**TASK DIRECTIONS**
Extract every line of the records below word for word, leaving the pictures out of your answer.

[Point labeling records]
══════
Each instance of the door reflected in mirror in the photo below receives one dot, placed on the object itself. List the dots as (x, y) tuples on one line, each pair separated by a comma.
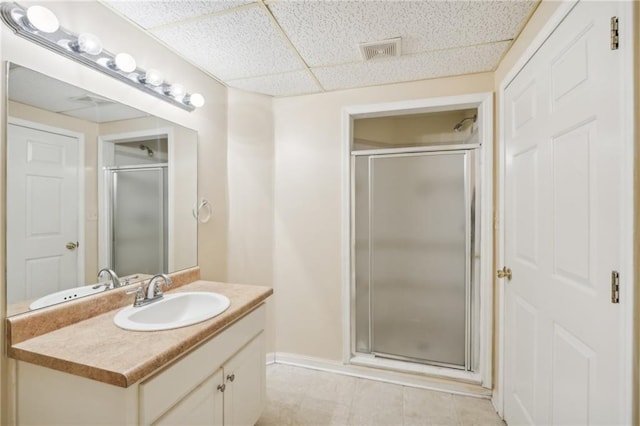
[(91, 184)]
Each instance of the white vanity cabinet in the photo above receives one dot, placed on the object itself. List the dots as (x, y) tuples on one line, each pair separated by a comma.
[(233, 395), (221, 382)]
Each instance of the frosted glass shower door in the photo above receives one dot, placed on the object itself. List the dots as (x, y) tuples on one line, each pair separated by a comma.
[(419, 245), (138, 224)]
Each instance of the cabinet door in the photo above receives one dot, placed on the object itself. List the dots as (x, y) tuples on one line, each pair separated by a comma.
[(245, 392), (203, 406)]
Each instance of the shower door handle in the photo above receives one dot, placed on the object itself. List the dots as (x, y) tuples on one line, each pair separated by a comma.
[(504, 273)]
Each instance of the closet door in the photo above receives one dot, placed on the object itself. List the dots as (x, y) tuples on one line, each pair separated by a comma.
[(564, 217)]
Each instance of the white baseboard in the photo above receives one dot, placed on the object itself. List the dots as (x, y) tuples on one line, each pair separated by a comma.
[(413, 380), (271, 358)]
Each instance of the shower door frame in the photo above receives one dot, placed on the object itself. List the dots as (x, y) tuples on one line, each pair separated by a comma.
[(106, 152), (111, 174), (484, 103)]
══════
**WRITTEN SOLUTION**
Each instance of the door reflected in mirror in the photo below receives one dot, placed on the object itself. List the dots as (x, y) tuples on one line, each pair separated by a comma.
[(91, 184)]
Each instance of the white vanity cabinet in the photo above receives one dot, placed on the object itself. List the dots as (x, y) tuples on one line, each pair separated by a comma.
[(233, 395), (221, 382)]
Each instance of the frosted glass shower door in the photo above receives one dot, placed on the object itself. List the dots as (x, y) tuples on one line, each pair separated by a comma.
[(419, 245), (138, 224)]
Each instance of the cabinet door in the photo above receives one dot, placed on the object itself. List the dots as (x, y) tuples on one line, each pair separated by a comma.
[(245, 392), (203, 406)]
Each instance of the shower door handle in the photo above receives one dot, placed on the object itself. List the dots as (x, y) tuples on one line, each pair separated by a comma.
[(504, 273)]
Each instance of the closet door in the photo above receives one dot, placed on the object itself. List the dots as (x, y) tuples on one line, each pair separated by a comma.
[(564, 217)]
Each instance of the white baseboard in the photo above receives one dot, placed on the object itself. List the dots as (x, y) tuples on one line, each pair separated by a comma.
[(413, 380), (271, 358)]
Each instance of the shower door frame in the photo above receives one dot, placed on the object itself. List the dots as (x, y) tuples on one line, each pair separated by a comma.
[(106, 152), (111, 174), (484, 103)]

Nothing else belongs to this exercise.